* begin Document excerpt *
# Big bend shrimping



## JC Designs (Apr 5, 2020)

Looks like those of us on the west coast/big bend area of the state can start recreational shrimping again finally! I like to think a few of my letters helped spur this! I never understood or agreed with the recreational closer of shrimping or the reasoning behind it “ something to the effect of the grass beds being a nursery”, all the while allowing commercial trawlers to continue operations! IMO, someone’s pockets got padded when the closure went in to effect! Happy to see that I can now take Sadie to the grass flats and cast net a few dozen shrimp for dinner and teach her some stuff I did as a youngin!


----------



## Megalops (Oct 23, 2011)

JC Designs said:


> View attachment 198002
> Looks like those of us on the west coast/big bend area of the state can start recreational shrimping again finally! I like to think a few of my letters helped spur this! I never understood or agreed with the recreational closer of shrimping or the reasoning behind it “ something to the effect of the grass beds being a nursery”, all the while allowing commercial trawlers to continue operations! IMO, someone’s pockets got padded when the closure went in to effect! Happy to see that I can now take Sadie to the grass flats and cast net a few dozen shrimp for dinner and teach her some stuff I did as a youngin!


Don’t just take Sadie, take me and @DuckNut ! Lol


----------



## JC Designs (Apr 5, 2020)

Megalops said:


> Don’t just take Sadie, take me and @DuckNut ! Lol


But of course.😉


----------



## WilliamYoung (11 mo ago)

About time!


----------



## permitchaser (Aug 26, 2013)

We had shrimp for dinner last night. Doubt they came from Big Bend


----------



## skinny_fishing (Aug 30, 2021)

Oh man shrimping sounds fun I'd like to try that

Got some pointers on how to?


----------



## Drifter (Dec 13, 2018)

JC Designs said:


> But of course.😉


Me too though! Even though Im not gunna eat them, I have a thing against see bugs.


----------
* end Document excerpt *
» Job A
Based on the forum thread about Big Bend shrimping, state whether each statement agrees with it. (i) The first poster says commercial trawlers were allowed to keep operating while recreational shrimping was closed. (ii) permitchaser says the shrimp eaten for dinner came from Big Bend. (iii) Drifter says they plan to eat the shrimp. Answer yes or no for each, and quote the deciding words of the thread.
The forum thread above and the records that follow are separate materials.
* begin Raw records *
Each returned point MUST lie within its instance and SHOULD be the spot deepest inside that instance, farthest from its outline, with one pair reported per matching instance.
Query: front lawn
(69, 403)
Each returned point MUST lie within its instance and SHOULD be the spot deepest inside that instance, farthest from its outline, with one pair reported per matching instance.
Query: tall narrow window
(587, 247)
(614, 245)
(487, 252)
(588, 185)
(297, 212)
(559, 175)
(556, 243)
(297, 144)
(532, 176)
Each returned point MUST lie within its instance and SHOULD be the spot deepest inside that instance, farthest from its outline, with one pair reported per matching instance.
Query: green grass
* end Raw records *
» Job B
Reproduce every line of the records, requests included, and increase each coordinate value in the answers by 6.

» Full solution A
(i) Yes: "all the while allowing commercial trawlers to continue operations!"
(ii) No: "Doubt they came from Big Bend"
(iii) No: "Even though Im not gunna eat them"

» Full solution B
Each returned point MUST lie within its instance and SHOULD be the spot deepest inside that instance, farthest from its outline, with one pair reported per matching instance.
Query: front lawn
(75, 409)
Each returned point MUST lie within its instance and SHOULD be the spot deepest inside that instance, farthest from its outline, with one pair reported per matching instance.
Query: tall narrow window
(593, 253)
(620, 251)
(493, 258)
(594, 191)
(303, 218)
(565, 181)
(562, 249)
(303, 150)
(538, 182)
Each returned point MUST lie within its instance and SHOULD be the spot deepest inside that instance, farthest from its outline, with one pair reported per matching instance.
Query: green grass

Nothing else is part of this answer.